- _JOBS_:
1. In the message about imposing cost on use, answer these:
(a) Who benefits from paying high fees in self dealing transactions?
(b) What could be used to time lock one's own Bitcoins?
(c) What does transferable borrowed Bitcoin need?
2. Reproduce the message about imposing cost on use from "- Pay someone" up to and including "shorter time period.", swapping "time span" for "duration".

Hi Eric,

there are some other ways to impose cost on use without direct billing, e.g.:

- Burn Bitcoins to use the service, as you mentioned. This could work and would 
benefit remaining Bitcoin owner, but is unsustainable.

- Pay high fees in self dealing transactions. This could work and would benefit 
miner.

- Time lock own Bitcoins. This is forgoing control of an UTXO for a time 
period, which implies opportunity cost. This could be done with CLTV (OP_HODL). 
It damages the current owner but benefits no one. The problem is one might not 
have substantial UTXO to  imply high enough opportunity cost.

- Pay someone else to time lock. This is paying someone to lock an UTXO for a 
time span. Payment and time lock could be combined in the same transaction.

- Transferable borrowed Bitcoin.  This needs the covenant. This benefits those 
who consciously give up control for a time span. Its advantage is that since 
transferable it can be sold if no longer needed, thereby shortening the term of 
the original arrangement. It coul be re-rented for a shorter time period.

- _DATASET EXTRACT_:
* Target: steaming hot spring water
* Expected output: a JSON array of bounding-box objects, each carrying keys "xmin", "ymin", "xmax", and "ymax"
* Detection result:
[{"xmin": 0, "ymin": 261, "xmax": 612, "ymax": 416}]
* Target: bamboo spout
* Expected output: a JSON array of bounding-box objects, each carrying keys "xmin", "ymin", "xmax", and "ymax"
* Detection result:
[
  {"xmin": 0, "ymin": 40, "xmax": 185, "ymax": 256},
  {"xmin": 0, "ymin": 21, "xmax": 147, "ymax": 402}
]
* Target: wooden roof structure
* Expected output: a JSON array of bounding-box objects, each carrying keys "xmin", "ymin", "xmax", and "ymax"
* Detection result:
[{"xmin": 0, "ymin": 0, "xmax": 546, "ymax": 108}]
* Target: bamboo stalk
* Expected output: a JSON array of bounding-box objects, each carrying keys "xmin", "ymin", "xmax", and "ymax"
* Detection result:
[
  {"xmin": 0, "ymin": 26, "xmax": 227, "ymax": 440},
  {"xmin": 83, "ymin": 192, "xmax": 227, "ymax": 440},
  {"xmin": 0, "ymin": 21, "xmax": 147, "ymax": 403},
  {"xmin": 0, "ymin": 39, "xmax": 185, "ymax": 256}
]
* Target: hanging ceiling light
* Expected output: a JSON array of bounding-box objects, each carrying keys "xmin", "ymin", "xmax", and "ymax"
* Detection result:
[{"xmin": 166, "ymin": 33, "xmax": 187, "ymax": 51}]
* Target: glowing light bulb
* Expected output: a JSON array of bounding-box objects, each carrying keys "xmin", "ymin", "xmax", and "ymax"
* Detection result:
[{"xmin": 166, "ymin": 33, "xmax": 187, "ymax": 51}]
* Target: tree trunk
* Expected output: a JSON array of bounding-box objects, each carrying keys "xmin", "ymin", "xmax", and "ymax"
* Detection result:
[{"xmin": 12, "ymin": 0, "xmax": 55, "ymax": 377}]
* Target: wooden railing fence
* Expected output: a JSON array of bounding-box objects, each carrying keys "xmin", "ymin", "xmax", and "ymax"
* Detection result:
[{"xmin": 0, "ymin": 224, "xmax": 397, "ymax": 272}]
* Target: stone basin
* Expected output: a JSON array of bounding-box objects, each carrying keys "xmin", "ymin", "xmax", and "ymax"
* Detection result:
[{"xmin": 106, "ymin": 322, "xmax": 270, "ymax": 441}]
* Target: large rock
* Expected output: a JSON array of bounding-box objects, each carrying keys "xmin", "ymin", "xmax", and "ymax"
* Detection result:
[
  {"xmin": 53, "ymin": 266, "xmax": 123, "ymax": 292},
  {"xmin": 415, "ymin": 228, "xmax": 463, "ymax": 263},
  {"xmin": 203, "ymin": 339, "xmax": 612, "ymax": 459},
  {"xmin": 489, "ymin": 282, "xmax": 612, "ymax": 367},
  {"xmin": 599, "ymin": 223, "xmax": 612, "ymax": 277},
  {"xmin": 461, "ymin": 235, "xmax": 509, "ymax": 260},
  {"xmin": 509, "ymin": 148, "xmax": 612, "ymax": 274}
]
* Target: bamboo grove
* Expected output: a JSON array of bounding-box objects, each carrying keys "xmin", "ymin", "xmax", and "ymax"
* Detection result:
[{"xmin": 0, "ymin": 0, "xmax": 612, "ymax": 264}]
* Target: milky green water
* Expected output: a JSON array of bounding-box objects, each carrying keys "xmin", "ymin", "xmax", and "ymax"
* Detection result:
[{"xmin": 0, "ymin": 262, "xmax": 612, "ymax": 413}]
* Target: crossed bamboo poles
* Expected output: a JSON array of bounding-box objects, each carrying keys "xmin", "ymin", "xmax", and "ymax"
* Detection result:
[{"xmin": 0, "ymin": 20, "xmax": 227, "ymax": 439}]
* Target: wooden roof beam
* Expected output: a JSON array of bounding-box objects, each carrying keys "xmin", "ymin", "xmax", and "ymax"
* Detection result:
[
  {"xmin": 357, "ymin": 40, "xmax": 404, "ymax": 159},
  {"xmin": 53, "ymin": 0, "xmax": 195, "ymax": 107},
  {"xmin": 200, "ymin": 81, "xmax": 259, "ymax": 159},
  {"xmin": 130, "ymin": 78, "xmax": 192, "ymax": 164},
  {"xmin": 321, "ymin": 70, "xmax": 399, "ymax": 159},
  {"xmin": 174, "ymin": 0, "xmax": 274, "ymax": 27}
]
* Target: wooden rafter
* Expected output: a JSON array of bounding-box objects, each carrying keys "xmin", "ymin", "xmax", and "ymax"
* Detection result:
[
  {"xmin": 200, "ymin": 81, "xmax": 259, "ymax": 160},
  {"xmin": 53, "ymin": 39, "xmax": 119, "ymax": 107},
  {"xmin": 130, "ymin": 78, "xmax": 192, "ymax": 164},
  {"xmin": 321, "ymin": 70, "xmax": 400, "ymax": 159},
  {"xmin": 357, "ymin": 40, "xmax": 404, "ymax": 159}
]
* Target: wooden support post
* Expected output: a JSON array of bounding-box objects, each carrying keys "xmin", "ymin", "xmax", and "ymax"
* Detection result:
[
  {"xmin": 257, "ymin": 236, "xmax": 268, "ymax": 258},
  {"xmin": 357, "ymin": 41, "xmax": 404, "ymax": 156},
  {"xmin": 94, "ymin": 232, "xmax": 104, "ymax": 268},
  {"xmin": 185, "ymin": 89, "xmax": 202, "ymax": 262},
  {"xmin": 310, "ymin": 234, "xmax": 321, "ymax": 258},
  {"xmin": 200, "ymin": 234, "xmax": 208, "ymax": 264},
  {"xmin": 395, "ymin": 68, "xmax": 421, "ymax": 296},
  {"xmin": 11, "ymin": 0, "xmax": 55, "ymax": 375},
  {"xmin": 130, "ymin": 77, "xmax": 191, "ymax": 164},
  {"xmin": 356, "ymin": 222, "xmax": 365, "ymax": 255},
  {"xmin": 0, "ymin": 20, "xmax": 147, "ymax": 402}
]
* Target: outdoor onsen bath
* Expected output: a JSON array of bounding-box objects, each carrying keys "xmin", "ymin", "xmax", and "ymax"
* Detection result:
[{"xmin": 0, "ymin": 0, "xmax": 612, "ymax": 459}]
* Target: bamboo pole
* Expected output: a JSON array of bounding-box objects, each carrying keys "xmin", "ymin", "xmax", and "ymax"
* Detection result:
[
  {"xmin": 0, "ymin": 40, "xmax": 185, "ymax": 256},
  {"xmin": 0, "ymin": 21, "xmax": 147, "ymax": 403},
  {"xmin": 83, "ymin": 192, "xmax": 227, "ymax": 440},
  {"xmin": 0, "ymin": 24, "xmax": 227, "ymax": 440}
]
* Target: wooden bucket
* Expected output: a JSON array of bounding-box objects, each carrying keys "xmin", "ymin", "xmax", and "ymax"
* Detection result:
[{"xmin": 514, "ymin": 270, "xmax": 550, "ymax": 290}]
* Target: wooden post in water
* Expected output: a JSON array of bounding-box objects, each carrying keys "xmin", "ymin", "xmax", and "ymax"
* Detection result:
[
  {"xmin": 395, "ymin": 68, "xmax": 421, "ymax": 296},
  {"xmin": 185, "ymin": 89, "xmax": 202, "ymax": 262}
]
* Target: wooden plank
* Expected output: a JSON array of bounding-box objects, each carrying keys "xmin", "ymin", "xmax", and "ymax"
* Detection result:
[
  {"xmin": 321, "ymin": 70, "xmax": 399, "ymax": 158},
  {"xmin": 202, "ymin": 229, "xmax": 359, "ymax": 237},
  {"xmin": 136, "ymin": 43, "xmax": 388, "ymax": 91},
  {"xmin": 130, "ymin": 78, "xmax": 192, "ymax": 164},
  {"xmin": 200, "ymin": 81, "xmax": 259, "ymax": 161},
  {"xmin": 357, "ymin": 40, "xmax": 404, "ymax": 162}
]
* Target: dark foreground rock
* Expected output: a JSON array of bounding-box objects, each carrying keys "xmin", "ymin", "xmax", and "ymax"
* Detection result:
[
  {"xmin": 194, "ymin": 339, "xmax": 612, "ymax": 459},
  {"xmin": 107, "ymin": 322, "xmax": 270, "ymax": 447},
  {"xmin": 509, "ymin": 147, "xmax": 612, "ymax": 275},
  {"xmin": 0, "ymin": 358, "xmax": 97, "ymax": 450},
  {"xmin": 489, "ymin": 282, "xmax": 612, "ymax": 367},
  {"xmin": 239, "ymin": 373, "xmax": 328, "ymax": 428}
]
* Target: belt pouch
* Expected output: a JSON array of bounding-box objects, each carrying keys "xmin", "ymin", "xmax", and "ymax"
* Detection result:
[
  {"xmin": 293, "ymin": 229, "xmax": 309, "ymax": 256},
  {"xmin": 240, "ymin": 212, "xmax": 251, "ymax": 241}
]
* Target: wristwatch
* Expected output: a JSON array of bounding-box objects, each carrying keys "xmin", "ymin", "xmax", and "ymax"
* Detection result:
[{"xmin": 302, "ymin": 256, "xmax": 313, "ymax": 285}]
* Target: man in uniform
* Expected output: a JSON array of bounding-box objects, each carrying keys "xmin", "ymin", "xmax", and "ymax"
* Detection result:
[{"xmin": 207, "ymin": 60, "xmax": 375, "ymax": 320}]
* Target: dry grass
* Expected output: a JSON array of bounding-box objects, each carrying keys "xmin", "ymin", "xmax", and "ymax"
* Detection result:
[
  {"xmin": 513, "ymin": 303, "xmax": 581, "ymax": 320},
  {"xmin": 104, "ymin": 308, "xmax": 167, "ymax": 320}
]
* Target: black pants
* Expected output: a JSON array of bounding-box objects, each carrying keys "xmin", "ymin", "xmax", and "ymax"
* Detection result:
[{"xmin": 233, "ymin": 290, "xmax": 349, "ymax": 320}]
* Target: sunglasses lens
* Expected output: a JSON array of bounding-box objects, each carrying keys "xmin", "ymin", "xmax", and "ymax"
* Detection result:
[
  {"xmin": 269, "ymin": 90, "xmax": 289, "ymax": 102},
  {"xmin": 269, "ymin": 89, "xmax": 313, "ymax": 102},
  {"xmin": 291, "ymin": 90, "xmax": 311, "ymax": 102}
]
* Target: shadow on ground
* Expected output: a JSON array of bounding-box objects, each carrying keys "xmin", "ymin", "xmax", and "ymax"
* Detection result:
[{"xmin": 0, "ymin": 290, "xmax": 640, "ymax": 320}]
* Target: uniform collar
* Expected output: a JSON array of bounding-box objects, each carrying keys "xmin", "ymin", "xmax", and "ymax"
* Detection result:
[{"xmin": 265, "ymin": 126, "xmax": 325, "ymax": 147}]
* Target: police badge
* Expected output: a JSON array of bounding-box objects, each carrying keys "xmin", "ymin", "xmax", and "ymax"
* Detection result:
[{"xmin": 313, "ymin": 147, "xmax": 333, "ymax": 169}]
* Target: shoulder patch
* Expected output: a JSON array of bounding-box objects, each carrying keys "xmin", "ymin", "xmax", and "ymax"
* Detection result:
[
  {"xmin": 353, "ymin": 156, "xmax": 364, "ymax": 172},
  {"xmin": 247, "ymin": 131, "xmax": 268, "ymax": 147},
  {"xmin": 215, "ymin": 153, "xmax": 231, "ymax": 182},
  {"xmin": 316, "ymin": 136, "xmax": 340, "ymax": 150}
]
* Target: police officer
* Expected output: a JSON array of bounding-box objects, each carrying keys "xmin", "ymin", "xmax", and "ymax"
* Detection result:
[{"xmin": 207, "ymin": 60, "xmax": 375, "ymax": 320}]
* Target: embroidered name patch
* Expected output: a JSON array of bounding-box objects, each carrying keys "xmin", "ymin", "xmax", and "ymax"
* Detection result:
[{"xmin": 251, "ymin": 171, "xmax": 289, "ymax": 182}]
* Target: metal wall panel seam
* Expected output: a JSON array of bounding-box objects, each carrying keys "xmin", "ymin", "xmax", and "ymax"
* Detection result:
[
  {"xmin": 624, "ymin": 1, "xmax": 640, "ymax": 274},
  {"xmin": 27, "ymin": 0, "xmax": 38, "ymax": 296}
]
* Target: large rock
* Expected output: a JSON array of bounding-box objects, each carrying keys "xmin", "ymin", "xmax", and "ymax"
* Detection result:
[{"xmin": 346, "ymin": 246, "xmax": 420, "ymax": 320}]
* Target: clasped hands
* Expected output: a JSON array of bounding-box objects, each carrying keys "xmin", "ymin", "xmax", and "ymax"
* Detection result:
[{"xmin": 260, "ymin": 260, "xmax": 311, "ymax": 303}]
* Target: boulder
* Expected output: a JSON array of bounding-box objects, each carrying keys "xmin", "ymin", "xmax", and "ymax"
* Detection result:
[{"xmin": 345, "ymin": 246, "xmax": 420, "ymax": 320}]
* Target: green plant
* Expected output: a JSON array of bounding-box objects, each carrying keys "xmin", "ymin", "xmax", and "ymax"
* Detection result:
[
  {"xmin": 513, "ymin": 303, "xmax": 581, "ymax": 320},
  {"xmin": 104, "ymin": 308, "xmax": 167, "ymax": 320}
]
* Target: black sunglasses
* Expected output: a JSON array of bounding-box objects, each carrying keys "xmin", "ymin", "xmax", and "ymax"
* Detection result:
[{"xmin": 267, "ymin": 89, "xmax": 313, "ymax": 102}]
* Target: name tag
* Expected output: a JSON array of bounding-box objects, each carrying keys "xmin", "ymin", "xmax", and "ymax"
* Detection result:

- _ANSWERS TO THE PROBLEMS_:
1.
(a) The miner.
(b) CLTV (OP_HODL).
(c) The covenant.

2.
- Pay someone else to time lock. This is paying someone to lock an UTXO for a 
duration. Payment and time lock could be combined in the same transaction.

- Transferable borrowed Bitcoin.  This needs the covenant. This benefits those 
who consciously give up control for a duration. Its advantage is that since 
transferable it can be sold if no longer needed, thereby shortening the term of 
the original arrangement. It coul be re-rented for a shorter time period.